# Written task
Without the pictures, give the entries below again exactly as written.

Start of Entries

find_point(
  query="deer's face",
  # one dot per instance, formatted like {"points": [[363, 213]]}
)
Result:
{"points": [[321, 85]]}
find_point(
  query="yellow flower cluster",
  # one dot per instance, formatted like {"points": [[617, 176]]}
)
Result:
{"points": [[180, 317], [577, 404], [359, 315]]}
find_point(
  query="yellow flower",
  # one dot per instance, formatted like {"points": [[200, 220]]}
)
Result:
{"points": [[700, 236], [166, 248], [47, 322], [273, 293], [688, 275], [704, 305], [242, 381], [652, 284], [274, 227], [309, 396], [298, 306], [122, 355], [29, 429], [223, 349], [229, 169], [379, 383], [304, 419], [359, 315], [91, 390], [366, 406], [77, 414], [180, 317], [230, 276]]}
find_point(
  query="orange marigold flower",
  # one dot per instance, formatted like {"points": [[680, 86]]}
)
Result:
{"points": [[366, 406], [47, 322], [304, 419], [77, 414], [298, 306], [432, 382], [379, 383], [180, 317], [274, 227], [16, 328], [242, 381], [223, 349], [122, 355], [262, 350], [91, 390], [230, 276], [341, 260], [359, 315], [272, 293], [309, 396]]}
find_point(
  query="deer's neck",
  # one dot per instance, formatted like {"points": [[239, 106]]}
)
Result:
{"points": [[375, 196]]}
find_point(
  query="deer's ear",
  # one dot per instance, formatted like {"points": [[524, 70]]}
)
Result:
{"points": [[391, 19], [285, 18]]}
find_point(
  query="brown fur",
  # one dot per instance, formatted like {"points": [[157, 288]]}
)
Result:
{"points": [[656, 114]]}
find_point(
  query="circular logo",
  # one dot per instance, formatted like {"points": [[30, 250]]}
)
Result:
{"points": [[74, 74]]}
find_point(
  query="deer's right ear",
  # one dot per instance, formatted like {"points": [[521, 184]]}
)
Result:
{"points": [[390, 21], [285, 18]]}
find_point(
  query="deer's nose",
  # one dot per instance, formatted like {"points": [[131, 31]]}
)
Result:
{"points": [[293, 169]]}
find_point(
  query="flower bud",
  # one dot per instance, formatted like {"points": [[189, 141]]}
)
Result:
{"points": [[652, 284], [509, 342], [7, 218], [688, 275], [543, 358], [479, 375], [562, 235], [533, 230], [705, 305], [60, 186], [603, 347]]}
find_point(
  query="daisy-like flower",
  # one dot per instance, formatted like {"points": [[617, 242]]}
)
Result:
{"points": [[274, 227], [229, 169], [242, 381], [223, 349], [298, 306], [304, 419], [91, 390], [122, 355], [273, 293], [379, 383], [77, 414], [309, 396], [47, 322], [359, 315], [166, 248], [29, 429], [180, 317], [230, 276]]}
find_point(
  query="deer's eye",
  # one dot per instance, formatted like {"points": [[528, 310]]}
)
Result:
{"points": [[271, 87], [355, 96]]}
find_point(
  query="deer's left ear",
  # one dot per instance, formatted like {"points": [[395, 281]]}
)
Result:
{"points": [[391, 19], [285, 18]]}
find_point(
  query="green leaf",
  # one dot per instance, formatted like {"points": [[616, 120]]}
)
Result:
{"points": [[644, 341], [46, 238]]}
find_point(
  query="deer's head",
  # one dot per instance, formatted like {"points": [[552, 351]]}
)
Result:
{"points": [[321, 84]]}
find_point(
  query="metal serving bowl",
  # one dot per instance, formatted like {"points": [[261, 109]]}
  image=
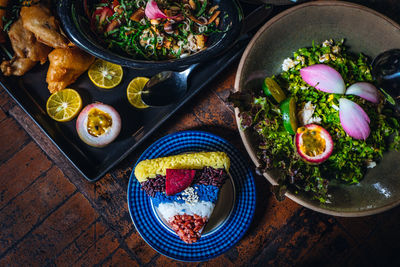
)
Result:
{"points": [[298, 27], [76, 26]]}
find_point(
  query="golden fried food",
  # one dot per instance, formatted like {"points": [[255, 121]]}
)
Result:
{"points": [[3, 11], [66, 65], [17, 66], [39, 20], [27, 51]]}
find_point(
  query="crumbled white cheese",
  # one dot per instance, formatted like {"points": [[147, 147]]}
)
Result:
{"points": [[301, 60], [323, 58], [335, 49], [287, 64], [306, 114], [170, 209]]}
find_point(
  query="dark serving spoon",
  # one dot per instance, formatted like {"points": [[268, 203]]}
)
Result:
{"points": [[168, 87], [386, 71]]}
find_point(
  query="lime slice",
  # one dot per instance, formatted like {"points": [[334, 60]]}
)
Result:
{"points": [[134, 91], [271, 88], [288, 108], [105, 74], [64, 105]]}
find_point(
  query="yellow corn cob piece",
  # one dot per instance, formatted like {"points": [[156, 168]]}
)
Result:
{"points": [[151, 167]]}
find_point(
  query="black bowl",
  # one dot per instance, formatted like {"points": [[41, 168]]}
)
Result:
{"points": [[76, 26]]}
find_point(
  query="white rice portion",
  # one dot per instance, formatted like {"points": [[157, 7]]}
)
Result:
{"points": [[201, 208]]}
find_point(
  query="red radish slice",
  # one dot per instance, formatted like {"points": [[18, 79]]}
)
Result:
{"points": [[323, 78], [152, 11], [354, 120], [110, 133], [178, 180], [364, 90], [313, 143]]}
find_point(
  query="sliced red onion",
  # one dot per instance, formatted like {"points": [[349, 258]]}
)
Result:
{"points": [[364, 90], [153, 12], [354, 120], [323, 78]]}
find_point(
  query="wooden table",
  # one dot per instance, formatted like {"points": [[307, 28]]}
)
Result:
{"points": [[50, 215]]}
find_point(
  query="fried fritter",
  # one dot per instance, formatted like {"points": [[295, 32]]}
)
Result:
{"points": [[66, 65], [17, 66], [39, 20], [27, 51]]}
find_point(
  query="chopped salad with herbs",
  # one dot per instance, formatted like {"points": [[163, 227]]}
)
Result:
{"points": [[360, 130], [155, 30]]}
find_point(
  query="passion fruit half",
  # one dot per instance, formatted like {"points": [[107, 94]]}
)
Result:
{"points": [[98, 124], [313, 143]]}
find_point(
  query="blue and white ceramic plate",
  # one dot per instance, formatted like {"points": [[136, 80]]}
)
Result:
{"points": [[232, 214]]}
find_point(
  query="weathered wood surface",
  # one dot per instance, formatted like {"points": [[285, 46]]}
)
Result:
{"points": [[50, 215]]}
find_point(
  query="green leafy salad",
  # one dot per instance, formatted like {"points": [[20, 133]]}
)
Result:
{"points": [[321, 119]]}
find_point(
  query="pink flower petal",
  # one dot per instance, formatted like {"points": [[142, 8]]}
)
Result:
{"points": [[323, 78], [364, 90], [354, 120]]}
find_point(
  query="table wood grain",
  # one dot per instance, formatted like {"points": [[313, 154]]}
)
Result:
{"points": [[51, 216]]}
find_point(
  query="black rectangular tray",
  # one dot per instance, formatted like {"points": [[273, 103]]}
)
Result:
{"points": [[31, 93]]}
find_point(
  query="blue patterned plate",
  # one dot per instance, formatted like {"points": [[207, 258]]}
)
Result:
{"points": [[228, 227]]}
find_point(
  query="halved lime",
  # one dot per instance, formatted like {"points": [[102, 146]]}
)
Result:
{"points": [[288, 108], [271, 88]]}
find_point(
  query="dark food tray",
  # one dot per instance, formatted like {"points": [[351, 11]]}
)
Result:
{"points": [[31, 93]]}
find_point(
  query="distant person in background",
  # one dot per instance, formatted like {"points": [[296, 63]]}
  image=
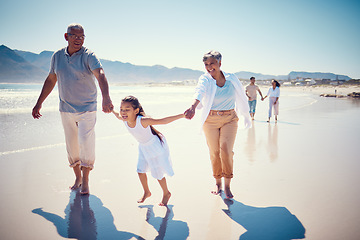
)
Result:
{"points": [[74, 68], [251, 92], [273, 94], [223, 98]]}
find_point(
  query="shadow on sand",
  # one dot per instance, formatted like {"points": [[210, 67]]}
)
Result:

End of Entries

# Solution to this task
find_point(
  query="deer's face",
  # one dot per instance, formatted like {"points": [[363, 213]]}
)
Result:
{"points": [[321, 85]]}
find_point(
  query="yellow flower cluster",
  # one dot per instance, formatted like {"points": [[617, 176]]}
)
Result:
{"points": [[180, 317], [577, 404], [359, 315]]}
find_point(
  query="yellow flower",
  # one dot per instance, formatted like {"points": [[200, 220]]}
)
Result:
{"points": [[700, 236], [166, 248], [47, 322], [273, 293], [688, 275], [704, 305], [242, 381], [652, 284], [274, 227], [309, 396], [298, 306], [122, 355], [29, 429], [223, 349], [229, 169], [379, 383], [304, 419], [359, 315], [91, 390], [366, 406], [77, 414], [180, 317], [230, 276]]}
find_point(
  query="orange marigold flower",
  # one dot per instance, formatted like {"points": [[680, 86]]}
)
Result:
{"points": [[366, 406], [47, 322], [304, 419], [77, 414], [298, 306], [432, 382], [379, 383], [180, 317], [274, 227], [16, 328], [242, 381], [223, 349], [122, 355], [262, 350], [91, 390], [230, 276], [341, 260], [359, 315], [272, 293], [309, 396]]}
find_point(
  query="deer's neck",
  # one dot per instance, formatted like {"points": [[239, 106]]}
)
Result:
{"points": [[375, 196]]}
find_point(
  query="deer's ear",
  # one dot per instance, formatted like {"points": [[524, 70]]}
)
Result:
{"points": [[391, 19], [285, 18]]}
find_point(
  query="brown fur",
  # one dot per instance, formatted like {"points": [[157, 288]]}
)
Result:
{"points": [[656, 114]]}
find_point(
  query="circular logo",
  # one dot per instance, formatted like {"points": [[30, 250]]}
)
Result:
{"points": [[74, 74]]}
find_point(
  query="deer's right ear",
  # one dot per instance, formatted like {"points": [[521, 184]]}
)
Result:
{"points": [[390, 21], [285, 18]]}
find_point(
  query="deer's nose",
  # one dot per instance, formatted like {"points": [[131, 31]]}
)
Result:
{"points": [[293, 169]]}
find_point(
  query="flower bud",
  # one dot per instance, formatted like {"points": [[189, 141]]}
)
Result:
{"points": [[652, 284], [509, 342], [7, 218], [688, 275], [543, 358], [479, 375], [562, 235], [533, 230], [705, 305], [60, 186], [603, 347]]}
find_point(
  query="daisy-like flower",
  # one dot per instance, formatted like {"points": [[617, 242]]}
)
Result:
{"points": [[274, 227], [229, 169], [242, 381], [223, 349], [298, 306], [304, 419], [91, 390], [122, 355], [273, 293], [379, 383], [77, 414], [309, 396], [47, 322], [359, 315], [166, 248], [29, 429], [180, 317], [230, 276]]}
find_point(
  query="deer's eye",
  # one dot per instance, formatted like {"points": [[528, 310]]}
)
Result:
{"points": [[271, 87], [355, 96]]}
find_point(
  query="deer's left ear",
  # one dot per instance, formatted like {"points": [[395, 281]]}
)
Result:
{"points": [[391, 19], [285, 18]]}
find_point(
  query="green leaf",
  # one dot per instance, formatted like {"points": [[616, 120]]}
)
Result:
{"points": [[644, 341], [46, 238]]}
find_point(
  query="deer's head",
  # one dot per instance, formatted like {"points": [[552, 351]]}
)
Result:
{"points": [[321, 84]]}
find_point(
  query="metal serving bowl",
  # one dot per instance, formatted like {"points": [[261, 109]]}
  image=
)
Result:
{"points": [[298, 27], [76, 26]]}
find_point(
  query="golden fried food",
  # one dot per instance, formatted like {"points": [[255, 121]]}
)
Result:
{"points": [[3, 11], [66, 65], [17, 66], [39, 20], [27, 51]]}
find_point(
  query="crumbled white cheese",
  # one dot per instance, formatted like {"points": [[147, 147]]}
)
Result:
{"points": [[301, 60], [323, 58], [335, 49], [287, 64], [306, 114], [170, 209]]}
find_point(
  query="dark serving spoon",
  # one dot per instance, formatted like {"points": [[268, 203]]}
)
Result:
{"points": [[168, 87], [386, 71]]}
find_point(
  query="lime slice",
  # one dot per instance, formatted like {"points": [[334, 60]]}
)
Result:
{"points": [[134, 91], [271, 88], [288, 108], [105, 74], [64, 105]]}
find_point(
  query="yellow corn cob piece",
  # one dot per instance, formatted like {"points": [[156, 168]]}
)
Result:
{"points": [[151, 167]]}
find_point(
  query="black bowl",
  # one dot per instance, formatted like {"points": [[41, 168]]}
)
Result:
{"points": [[76, 26]]}
find_point(
  query="white rice portion",
  # one dot per instance, formatted like {"points": [[157, 7]]}
)
Result:
{"points": [[201, 208]]}
find_point(
  query="red radish slice",
  # one dot per instance, formatted like {"points": [[18, 79]]}
)
Result:
{"points": [[323, 78], [152, 11], [354, 120], [110, 133], [178, 180], [364, 90], [313, 143]]}
find_point(
  query="sliced red onion",
  # one dot per instance, formatted like {"points": [[349, 258]]}
)
Result:
{"points": [[364, 90], [153, 12], [354, 120], [323, 78]]}
find_point(
  query="wooden table",
  # one dot per instance, formatted like {"points": [[307, 28]]}
)
Result:
{"points": [[50, 215]]}
find_point(
  query="fried fritter",
  # one dot per instance, formatted like {"points": [[295, 32]]}
)
Result:
{"points": [[66, 65], [17, 66], [39, 20], [27, 51]]}
find_point(
  query="chopped salad with herbs",
  # one dot per instance, formatted like {"points": [[163, 227]]}
)
Result:
{"points": [[360, 130], [155, 30]]}
find_point(
  query="passion fruit half",
  # one dot per instance, formatted like {"points": [[107, 94]]}
)
Result:
{"points": [[98, 124], [313, 143]]}
find_point(
  query="blue and white ceramic plate",
  # one dot per instance, formatted like {"points": [[136, 80]]}
)
Result:
{"points": [[232, 214]]}
find_point(
  query="weathered wood surface",
  # one dot per instance, formatted like {"points": [[285, 46]]}
)
Result:
{"points": [[50, 215]]}
find_point(
  query="green leafy salad",
  # one dot per instance, formatted like {"points": [[20, 133]]}
)
Result:
{"points": [[321, 119]]}
find_point(
  query="pink flower petal",
  # one dot per instance, formatted like {"points": [[142, 8]]}
)
Result:
{"points": [[323, 78], [364, 90], [354, 120]]}
find_point(
  query="table wood grain",
  # one dot per instance, formatted like {"points": [[313, 154]]}
)
Result:
{"points": [[51, 216]]}
find_point(
  query="black rectangular tray",
  # one dot per instance, formatted like {"points": [[273, 103]]}
)
Result:
{"points": [[31, 93]]}
find_point(
  query="blue patterned plate",
  # one dot per instance, formatted like {"points": [[207, 258]]}
)
Result:
{"points": [[228, 227]]}
find_point(
  query="halved lime",
  # one dot per instance, formatted like {"points": [[102, 146]]}
)
Result:
{"points": [[288, 108], [271, 88]]}
find_point(
  query="dark food tray",
  # one dot per instance, formatted like {"points": [[351, 11]]}
)
Result:
{"points": [[31, 93]]}
find_point(
  query="distant person in background",
  # one dot per instance, formatted like {"points": [[296, 63]]}
  image=
)
Result:
{"points": [[74, 68], [251, 92], [273, 94], [223, 98]]}
find_point(
  query="shadow on sand",
  # one dot per instance, formatted like {"points": [[210, 67]]}
)
Result:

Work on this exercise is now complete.